→ **Point localization data**:
......
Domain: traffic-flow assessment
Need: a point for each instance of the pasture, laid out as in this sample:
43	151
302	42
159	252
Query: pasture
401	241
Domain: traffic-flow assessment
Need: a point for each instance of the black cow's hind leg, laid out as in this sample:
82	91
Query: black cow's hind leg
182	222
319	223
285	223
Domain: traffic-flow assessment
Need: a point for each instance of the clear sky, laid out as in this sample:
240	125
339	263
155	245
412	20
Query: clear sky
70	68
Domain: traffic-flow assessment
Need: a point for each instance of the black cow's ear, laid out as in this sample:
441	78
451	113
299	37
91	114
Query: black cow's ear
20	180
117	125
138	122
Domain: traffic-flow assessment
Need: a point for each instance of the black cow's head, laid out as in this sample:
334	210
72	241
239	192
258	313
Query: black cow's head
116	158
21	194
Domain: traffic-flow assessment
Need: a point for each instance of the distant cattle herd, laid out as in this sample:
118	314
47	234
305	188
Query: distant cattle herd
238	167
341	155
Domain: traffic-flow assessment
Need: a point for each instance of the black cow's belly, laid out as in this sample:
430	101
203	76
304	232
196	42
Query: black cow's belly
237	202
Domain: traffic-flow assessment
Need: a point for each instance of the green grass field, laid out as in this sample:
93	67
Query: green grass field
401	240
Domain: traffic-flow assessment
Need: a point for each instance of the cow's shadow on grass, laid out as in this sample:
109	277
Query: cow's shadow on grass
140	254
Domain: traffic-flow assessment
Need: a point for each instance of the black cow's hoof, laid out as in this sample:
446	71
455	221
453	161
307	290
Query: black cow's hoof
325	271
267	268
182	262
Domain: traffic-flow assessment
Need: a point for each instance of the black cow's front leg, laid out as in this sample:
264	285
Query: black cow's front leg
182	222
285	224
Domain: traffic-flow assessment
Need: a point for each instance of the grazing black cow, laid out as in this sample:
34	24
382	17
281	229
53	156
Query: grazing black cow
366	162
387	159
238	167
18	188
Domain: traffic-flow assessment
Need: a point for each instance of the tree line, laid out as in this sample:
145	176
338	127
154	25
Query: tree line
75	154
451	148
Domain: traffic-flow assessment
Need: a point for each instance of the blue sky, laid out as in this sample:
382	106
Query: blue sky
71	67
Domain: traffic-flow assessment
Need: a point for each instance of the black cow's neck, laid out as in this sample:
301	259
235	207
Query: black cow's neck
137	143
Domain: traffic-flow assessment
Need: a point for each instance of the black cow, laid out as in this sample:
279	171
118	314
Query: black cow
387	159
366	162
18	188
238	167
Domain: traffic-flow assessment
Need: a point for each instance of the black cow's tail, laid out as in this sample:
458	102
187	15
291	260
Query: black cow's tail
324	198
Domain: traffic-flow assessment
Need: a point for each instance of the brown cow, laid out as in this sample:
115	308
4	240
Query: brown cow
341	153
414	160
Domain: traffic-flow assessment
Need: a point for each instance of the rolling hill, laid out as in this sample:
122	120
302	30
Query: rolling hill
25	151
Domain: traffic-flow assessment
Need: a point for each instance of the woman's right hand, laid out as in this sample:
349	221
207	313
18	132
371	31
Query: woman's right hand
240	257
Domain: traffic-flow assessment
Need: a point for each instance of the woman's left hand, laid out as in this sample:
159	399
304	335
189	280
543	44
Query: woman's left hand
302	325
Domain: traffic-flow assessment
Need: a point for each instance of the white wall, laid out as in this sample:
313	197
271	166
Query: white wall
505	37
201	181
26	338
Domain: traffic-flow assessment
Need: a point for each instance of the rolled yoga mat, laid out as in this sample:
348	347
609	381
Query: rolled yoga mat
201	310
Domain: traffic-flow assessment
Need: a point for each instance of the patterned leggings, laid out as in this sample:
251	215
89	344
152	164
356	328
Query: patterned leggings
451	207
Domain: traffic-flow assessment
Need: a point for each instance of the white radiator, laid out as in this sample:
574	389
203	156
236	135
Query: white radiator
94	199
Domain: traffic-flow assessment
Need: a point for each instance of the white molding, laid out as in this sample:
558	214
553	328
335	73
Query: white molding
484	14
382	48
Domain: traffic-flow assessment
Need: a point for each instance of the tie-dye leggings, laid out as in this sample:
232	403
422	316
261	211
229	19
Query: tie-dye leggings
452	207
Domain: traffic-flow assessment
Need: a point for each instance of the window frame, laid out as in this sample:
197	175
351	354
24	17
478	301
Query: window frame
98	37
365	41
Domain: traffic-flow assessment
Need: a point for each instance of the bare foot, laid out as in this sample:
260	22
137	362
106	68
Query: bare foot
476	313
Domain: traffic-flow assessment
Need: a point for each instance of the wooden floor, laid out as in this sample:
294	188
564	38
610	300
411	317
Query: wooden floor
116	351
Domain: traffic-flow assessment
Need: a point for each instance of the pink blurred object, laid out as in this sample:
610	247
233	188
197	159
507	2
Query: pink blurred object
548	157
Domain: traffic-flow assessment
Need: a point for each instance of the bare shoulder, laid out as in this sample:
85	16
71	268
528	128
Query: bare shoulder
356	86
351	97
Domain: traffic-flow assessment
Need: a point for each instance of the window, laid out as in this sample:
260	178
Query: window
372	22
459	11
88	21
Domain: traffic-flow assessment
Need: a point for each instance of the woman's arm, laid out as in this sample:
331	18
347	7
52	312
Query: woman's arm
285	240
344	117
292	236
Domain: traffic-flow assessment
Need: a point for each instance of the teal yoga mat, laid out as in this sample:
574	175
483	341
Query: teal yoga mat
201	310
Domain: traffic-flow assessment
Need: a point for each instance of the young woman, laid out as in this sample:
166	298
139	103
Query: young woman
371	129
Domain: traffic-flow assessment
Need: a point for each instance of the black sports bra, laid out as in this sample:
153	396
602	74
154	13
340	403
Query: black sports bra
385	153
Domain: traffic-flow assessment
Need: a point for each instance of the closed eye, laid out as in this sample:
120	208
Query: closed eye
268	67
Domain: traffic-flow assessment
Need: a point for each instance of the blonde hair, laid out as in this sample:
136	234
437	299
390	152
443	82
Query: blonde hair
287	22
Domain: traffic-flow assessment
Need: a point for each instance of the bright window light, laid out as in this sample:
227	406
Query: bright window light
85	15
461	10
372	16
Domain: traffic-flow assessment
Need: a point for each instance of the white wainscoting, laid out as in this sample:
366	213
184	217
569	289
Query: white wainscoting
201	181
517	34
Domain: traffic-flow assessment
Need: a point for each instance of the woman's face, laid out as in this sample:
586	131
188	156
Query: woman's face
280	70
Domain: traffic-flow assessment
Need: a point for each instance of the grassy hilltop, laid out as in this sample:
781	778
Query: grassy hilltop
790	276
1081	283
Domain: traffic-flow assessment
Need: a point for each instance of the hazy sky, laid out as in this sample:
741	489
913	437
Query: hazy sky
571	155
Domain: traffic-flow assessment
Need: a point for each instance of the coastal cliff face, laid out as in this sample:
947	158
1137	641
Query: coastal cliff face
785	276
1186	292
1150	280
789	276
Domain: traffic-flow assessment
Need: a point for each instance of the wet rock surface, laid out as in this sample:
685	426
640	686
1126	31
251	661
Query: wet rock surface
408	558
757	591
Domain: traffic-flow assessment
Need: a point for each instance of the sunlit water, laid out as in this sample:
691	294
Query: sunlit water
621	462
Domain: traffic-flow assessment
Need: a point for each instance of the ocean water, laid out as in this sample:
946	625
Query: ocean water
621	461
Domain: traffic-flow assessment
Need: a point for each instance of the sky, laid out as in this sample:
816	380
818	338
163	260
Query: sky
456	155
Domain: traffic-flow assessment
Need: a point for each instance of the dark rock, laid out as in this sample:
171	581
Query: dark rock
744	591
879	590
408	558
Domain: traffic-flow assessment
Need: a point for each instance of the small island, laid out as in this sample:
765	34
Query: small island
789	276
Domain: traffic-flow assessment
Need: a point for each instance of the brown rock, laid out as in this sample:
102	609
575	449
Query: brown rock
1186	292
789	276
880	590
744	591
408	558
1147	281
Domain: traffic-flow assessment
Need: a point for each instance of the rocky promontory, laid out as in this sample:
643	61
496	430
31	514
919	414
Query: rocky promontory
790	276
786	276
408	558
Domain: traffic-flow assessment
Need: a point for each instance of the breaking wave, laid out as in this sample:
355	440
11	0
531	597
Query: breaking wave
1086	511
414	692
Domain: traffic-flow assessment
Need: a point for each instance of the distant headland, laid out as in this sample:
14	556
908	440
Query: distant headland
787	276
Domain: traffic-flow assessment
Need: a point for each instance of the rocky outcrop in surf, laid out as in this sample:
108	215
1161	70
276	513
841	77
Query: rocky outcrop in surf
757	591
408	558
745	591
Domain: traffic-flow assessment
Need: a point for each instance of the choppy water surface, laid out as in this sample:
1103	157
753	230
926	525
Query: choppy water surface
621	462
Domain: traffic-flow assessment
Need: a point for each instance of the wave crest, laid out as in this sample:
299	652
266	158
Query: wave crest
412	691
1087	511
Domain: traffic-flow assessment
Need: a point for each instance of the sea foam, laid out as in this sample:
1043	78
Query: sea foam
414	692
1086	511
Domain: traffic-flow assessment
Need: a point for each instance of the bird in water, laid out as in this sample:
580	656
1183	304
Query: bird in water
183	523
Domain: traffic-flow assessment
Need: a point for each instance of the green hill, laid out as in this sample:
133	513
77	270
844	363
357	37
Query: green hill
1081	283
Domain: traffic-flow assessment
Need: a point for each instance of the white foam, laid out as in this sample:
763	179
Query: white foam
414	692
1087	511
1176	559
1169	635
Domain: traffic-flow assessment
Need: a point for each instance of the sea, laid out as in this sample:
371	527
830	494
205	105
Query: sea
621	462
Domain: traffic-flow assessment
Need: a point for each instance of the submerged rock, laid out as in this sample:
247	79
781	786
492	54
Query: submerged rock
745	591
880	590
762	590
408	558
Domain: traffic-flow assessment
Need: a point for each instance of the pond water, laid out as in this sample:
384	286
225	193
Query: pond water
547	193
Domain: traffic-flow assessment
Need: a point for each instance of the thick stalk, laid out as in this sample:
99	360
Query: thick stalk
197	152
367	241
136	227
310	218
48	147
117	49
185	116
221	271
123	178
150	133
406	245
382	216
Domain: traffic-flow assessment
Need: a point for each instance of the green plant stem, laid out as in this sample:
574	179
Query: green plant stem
......
→ **What you are asked to do**: Would you show every line in the data above that contains the string "stem"?

→ **Answer to the problem**:
Need: a point for each instance of the green plant stem, laid out as in this sample:
Query: green plant stem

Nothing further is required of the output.